▶ **STATED EXERCISE**
Copy out the rows below unchanged, from the very first line up to and including the line with "(1082, 815)".

+++ DATA TO PROCESS

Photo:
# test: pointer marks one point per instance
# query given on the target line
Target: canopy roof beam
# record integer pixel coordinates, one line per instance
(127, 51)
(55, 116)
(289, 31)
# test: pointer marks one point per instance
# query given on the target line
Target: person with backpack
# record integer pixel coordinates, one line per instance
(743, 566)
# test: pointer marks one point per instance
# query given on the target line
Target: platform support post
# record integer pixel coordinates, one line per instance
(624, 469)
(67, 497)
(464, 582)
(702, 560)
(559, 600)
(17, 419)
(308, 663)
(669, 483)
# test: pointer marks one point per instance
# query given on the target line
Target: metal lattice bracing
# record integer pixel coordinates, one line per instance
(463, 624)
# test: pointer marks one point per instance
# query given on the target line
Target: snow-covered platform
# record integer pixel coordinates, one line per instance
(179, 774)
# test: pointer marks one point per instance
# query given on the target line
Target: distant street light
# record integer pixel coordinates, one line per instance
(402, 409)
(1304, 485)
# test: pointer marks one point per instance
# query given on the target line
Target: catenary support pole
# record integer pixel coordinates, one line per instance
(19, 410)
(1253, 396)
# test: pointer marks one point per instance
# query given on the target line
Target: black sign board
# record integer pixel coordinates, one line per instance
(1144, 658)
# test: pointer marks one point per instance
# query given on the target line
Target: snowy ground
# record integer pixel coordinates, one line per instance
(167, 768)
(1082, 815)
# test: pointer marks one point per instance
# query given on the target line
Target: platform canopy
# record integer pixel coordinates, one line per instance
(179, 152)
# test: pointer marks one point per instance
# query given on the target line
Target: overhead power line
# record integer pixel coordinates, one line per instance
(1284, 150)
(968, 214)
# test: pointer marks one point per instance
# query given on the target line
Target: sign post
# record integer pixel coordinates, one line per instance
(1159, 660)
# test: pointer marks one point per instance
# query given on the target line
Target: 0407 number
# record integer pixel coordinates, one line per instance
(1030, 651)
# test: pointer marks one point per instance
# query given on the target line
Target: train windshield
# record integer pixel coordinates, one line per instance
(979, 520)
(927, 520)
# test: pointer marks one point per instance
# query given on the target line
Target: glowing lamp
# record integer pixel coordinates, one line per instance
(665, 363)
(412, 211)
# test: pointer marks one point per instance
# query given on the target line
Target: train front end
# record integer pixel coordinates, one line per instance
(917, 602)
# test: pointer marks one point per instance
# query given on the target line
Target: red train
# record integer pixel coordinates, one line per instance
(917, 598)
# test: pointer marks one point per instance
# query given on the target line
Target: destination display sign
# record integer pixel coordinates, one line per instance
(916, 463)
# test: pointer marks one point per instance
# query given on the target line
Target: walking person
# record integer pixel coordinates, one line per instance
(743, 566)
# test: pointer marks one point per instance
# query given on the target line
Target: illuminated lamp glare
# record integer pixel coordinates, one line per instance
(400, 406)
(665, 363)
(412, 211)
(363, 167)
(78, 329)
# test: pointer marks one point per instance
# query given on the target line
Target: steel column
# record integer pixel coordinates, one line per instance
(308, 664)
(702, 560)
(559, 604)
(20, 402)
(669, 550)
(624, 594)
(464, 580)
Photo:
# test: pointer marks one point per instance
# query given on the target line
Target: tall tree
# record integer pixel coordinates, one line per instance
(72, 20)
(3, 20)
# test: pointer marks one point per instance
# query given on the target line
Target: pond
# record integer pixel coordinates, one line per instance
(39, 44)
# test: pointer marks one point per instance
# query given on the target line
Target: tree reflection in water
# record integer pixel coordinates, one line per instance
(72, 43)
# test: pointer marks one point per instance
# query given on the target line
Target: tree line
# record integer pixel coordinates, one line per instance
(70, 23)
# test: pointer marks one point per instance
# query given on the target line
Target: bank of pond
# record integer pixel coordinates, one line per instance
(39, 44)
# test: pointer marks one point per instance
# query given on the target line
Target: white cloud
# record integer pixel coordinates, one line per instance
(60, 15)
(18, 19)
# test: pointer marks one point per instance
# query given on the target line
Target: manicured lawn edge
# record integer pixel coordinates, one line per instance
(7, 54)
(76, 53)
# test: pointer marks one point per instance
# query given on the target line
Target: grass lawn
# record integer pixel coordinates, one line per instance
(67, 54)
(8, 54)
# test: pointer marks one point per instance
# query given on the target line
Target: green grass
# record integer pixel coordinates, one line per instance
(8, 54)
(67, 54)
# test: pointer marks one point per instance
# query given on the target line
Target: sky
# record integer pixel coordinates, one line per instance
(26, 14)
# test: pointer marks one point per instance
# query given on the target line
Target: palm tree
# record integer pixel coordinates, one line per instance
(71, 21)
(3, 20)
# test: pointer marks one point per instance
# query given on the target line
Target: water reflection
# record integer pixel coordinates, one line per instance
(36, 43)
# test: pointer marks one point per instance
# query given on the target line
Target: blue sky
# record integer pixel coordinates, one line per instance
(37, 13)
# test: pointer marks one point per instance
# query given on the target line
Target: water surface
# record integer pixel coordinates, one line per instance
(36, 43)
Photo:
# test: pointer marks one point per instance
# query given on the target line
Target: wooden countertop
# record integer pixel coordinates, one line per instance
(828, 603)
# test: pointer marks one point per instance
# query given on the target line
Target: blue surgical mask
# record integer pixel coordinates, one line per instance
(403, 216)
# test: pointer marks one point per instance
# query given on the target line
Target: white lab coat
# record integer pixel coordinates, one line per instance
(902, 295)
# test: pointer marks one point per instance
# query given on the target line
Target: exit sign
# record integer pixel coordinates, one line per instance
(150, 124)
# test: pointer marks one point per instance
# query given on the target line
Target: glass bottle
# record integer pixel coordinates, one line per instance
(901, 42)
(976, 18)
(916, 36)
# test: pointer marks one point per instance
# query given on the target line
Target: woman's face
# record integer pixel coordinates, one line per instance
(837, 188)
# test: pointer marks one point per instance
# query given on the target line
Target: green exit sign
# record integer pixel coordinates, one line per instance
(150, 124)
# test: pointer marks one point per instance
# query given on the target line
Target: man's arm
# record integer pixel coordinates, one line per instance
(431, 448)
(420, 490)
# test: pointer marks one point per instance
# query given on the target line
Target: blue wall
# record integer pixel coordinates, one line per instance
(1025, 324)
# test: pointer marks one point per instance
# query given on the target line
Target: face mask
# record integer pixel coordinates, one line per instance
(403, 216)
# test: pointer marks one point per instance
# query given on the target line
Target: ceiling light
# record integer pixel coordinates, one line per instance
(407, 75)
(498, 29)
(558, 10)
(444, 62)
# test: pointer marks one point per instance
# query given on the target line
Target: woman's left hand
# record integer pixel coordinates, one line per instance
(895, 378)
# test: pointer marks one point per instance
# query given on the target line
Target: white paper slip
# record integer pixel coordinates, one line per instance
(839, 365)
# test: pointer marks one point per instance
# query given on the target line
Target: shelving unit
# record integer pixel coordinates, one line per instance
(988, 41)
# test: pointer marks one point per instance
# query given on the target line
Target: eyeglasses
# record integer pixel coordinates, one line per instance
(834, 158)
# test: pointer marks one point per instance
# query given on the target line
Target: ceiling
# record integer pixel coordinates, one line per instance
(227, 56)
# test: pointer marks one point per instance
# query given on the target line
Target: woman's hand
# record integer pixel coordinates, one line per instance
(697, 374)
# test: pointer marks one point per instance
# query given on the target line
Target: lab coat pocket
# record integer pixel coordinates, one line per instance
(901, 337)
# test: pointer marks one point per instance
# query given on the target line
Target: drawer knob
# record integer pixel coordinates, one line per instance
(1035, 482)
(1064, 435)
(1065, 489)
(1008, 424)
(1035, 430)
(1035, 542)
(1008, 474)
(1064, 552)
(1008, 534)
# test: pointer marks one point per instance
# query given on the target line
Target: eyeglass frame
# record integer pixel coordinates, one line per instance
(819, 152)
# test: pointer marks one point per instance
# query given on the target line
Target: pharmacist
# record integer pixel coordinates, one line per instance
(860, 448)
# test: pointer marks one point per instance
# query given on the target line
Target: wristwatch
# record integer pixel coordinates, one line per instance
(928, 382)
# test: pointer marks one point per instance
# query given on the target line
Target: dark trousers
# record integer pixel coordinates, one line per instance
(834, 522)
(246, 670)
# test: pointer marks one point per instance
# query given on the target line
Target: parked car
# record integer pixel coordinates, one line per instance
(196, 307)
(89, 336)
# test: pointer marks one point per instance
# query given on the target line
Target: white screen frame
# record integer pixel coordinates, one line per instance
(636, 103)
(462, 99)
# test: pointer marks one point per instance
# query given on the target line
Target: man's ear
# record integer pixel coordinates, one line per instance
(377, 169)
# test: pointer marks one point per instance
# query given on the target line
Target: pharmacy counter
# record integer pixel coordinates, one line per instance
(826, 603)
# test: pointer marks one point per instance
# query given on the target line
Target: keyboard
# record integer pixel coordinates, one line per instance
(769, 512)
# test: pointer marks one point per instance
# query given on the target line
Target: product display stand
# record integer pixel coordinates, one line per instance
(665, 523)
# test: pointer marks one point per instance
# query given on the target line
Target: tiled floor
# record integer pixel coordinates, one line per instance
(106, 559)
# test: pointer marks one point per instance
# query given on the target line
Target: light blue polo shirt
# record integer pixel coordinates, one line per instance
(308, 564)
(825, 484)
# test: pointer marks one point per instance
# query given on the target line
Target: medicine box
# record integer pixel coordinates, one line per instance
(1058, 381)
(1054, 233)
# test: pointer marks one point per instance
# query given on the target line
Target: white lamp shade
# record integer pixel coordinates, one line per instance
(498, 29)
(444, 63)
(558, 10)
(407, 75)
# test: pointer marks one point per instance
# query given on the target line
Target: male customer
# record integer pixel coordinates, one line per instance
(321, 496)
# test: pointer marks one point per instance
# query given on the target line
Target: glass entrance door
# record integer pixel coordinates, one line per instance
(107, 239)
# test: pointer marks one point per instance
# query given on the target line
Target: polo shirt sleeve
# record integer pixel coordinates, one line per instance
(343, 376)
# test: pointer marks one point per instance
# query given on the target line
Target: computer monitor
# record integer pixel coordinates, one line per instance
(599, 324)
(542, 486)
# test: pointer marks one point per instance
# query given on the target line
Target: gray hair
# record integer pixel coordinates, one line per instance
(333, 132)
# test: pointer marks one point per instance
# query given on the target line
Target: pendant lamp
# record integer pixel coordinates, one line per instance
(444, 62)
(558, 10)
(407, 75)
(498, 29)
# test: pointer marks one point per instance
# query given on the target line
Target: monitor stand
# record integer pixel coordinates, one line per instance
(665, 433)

++++++

▶ **RESPONSE TO THE EXERCISE**
Photo:
# test: pointer marks one point per instance
# query given on the target line
Target: canopy roof beam
# record integer pixel coordinates, one line per instance
(127, 51)
(55, 116)
(289, 31)
# test: pointer marks one point per instance
# query given on the target line
Target: person with backpack
# record integer pixel coordinates, one line per instance
(743, 566)
# test: pointer marks one point per instance
# query given on the target line
Target: platform support post
# record integer pixel coordinates, one line per instance
(624, 469)
(67, 497)
(464, 582)
(702, 560)
(559, 600)
(17, 419)
(308, 663)
(669, 483)
# test: pointer marks one point per instance
# query given on the target line
Target: metal lattice bracing
# record integer pixel coordinates, one line per instance
(463, 624)
# test: pointer marks one point per instance
# query given on the target line
Target: snow-covered platform
# record integer pixel coordinates, one line per instance
(179, 774)
# test: pointer marks one point per instance
# query given on the target line
Target: distant street light
# record integer pixel coordinates, one line per instance
(402, 409)
(1304, 485)
# test: pointer marks one point per instance
# query given on the target line
Target: catenary support pole
# record integer pixel coordinates, one line per instance
(19, 410)
(1253, 396)
# test: pointer marks one point per instance
# query given on the target line
Target: black sign board
# record integer pixel coordinates, one line per instance
(1144, 658)
# test: pointer marks one point per instance
# query given on the target line
Target: snowy ground
# record integer pixel coordinates, one line per instance
(167, 768)
(1082, 815)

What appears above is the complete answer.